## JOB
Can you repeat, word for word, every line of the records, starting with the line that contains "the wooden plank" and going on through the last line of the records?

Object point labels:
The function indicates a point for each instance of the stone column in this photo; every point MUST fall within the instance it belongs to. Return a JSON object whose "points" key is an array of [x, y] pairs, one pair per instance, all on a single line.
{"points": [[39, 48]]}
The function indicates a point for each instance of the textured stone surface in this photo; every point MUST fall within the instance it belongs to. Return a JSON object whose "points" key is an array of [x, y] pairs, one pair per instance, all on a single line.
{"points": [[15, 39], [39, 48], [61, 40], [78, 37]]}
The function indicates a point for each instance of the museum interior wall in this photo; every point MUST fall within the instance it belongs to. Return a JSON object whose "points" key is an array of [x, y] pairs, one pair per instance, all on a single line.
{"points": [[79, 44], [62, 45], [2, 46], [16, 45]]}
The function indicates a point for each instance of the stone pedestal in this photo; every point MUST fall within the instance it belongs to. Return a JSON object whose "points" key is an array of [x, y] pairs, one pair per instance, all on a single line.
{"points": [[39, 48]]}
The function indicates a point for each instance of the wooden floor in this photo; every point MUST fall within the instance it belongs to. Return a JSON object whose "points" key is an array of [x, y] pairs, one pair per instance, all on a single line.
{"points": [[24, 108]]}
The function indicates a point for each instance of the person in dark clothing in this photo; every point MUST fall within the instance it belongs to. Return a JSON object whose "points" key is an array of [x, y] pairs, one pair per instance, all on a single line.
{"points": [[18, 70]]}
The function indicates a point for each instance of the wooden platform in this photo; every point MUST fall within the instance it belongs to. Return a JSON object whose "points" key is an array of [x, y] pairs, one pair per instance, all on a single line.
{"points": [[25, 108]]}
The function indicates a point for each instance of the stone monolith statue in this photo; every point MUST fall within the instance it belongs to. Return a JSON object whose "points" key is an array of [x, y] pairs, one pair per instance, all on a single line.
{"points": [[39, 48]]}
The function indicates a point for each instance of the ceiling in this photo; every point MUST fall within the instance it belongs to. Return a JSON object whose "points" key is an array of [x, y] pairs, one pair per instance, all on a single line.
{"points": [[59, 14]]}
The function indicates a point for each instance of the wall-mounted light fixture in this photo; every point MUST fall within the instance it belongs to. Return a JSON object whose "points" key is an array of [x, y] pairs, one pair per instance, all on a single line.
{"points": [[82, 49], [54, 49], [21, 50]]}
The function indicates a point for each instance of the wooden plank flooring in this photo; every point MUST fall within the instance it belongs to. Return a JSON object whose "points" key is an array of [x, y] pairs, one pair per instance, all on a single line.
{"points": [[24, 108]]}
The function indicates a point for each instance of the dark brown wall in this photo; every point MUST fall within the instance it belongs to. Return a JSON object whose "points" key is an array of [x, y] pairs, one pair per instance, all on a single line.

## TASK ANSWER
The function indicates a point for each instance of the wooden plank flooring in this photo; every point MUST fall within the instance it belongs to. Return a JSON object whose "points" key is an array of [x, y] pairs, one pair per instance, all on a single line.
{"points": [[24, 108]]}
The function indicates a point for each instance of the dark brown wall in this photo; every point MUST fall within the instance it belongs to. Return a JSON object whose "points" key is an array of [x, y] pairs, one pair per instance, all on a single line.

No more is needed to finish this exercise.